**FRAGMENTO SELECCIONADO:**

Hay países que tardan semanas en publicar los resultados electorales. En las últimas elecciones estadounidenses, por ejemplo, se tardaron varios días mientras Donald Trump vociferaba que se las habían robado. Irán es diferente. Allí los resultados electorales se conocen semanas antes de que la gente vaya a votar. Las elecciones de hace una semana fueron un fracaso de participación (el 48%, el 25% menos que en 2017) y un escándalo porque se impidió competir a candidatos que no resultaban gratos al régimen. Así no es extraño que muchos iranís optaran por quedarse en casa y lo raro es que algunos se molestaran en acercarse a las urnas sabiendo que su voto era inútil. A esto han reducido los ayatolás lo que un día pudo ser un sistema no digo que democrático, porque «Alá y su voluntad no se someten a votación» –como me comentó un líder islamista marroquí–, pero sí, al menos, un sistema más abierto y pluralista que el de sus vecinos árabes del golfo Pérsico.

En Irán la revolución ha perdido fuerza dando razón a Henry Kissinger cuando hace años decía que los iranís tenían que decidir si querían ser una revolución o un país. Sus dirigentes quieren mantener el poder y no aceptan la realidad de una población que actuaba enfervorizada cuando destronó al sah y encumbró a Jomeini, y que hoy se aparta aburrida de unas urnas cuyo resultado ha sido decidido de antemano. Como consecuencia, el divorcio entre el pueblo y la clase dirigente se acentúa mientras el país entra en un periodo posrrevolucionario donde lo que queda de la élite que derribó al sah trata de hacer perdurar sus ideales ante una creciente indiferencia ciudadana. Porque a lo peor ya no son ideales sino meros intereses.

**REQUISITOS DEL EJERCICIO:**
1/ Cita el pasaje del fragmento sobre las elecciones en Irán que comienza con "En Irán la revolución" y continúa hasta "sino meros intereses.", ambos incluidos.
2/ Según el fragmento sobre las elecciones en Irán, ¿qué porcentaje de participación hubo en los comicios de hace una semana?
3/ Prosigue el artículo sobre las elecciones en Irán a partir de su última frase.
Las filas que siguen no guardan relación con el fragmento sobre las elecciones en Irán.

**DATOS EXTRAÍDOS:**

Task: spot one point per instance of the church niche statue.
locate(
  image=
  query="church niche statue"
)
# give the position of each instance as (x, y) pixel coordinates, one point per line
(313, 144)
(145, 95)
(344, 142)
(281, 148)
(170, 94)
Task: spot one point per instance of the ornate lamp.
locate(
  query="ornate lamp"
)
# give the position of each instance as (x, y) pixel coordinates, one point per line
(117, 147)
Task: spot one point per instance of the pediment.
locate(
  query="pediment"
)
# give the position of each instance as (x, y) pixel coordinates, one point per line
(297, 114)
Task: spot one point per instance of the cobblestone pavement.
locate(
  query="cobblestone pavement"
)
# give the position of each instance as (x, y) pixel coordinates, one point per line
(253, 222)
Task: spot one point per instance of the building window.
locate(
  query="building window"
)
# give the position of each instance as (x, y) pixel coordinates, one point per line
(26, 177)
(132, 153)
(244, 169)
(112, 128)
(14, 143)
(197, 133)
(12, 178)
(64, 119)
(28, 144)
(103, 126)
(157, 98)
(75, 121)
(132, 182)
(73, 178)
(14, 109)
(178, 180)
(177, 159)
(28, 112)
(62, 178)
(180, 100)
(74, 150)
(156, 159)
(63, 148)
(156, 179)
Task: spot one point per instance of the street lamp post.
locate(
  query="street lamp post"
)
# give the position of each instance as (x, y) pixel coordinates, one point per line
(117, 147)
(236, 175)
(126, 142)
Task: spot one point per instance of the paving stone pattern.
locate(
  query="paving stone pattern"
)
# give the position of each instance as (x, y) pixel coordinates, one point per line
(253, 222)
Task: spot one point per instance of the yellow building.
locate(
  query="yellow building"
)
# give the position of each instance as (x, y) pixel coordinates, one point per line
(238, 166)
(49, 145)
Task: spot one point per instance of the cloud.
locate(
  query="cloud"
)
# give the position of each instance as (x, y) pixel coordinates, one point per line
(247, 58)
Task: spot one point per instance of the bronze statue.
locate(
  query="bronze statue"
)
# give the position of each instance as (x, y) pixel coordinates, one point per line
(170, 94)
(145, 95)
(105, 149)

**RESPUESTAS DEL EJERCICIO:**
1/
En Irán la revolución ha perdido fuerza dando razón a Henry Kissinger cuando hace años decía que los iranís tenían que decidir si querían ser una revolución o un país. Sus dirigentes quieren mantener el poder y no aceptan la realidad de una población que actuaba enfervorizada cuando destronó al sah y encumbró a Jomeini, y que hoy se aparta aburrida de unas urnas cuyo resultado ha sido decidido de antemano. Como consecuencia, el divorcio entre el pueblo y la clase dirigente se acentúa mientras el país entra en un periodo posrrevolucionario donde lo que queda de la élite que derribó al sah trata de hacer perdurar sus ideales ante una creciente indiferencia ciudadana. Porque a lo peor ya no son ideales sino meros intereses.

2/ El 48%.

3/
El ganador ha sido un juez ultraconservador elegido por el líder supremo Jamenei: el clérigo Ebrahim Raisí, que lleva turbante negro como descendiente del profeta, que no tiene rango de ayatolá y sobre el que pesan acusaciones por violaciones de derechos humanos porque participó en tribunales revolucionarios que condenaron a muerte a miles de personas en el verano de 1988. El todavía presidente Hasan Rohani dice que «solo entiende de ejecuciones y encarcelamientos». Tampoco parece saber mucho de economía y tiene fama de oportunista, pero, sea como fuere, su elección lo coloca en una posición ventajosa para la sucesión de Jamenei (82 años), porque tiene el apoyo de los Guardianes de la Revolución y del sector «duro» del régimen.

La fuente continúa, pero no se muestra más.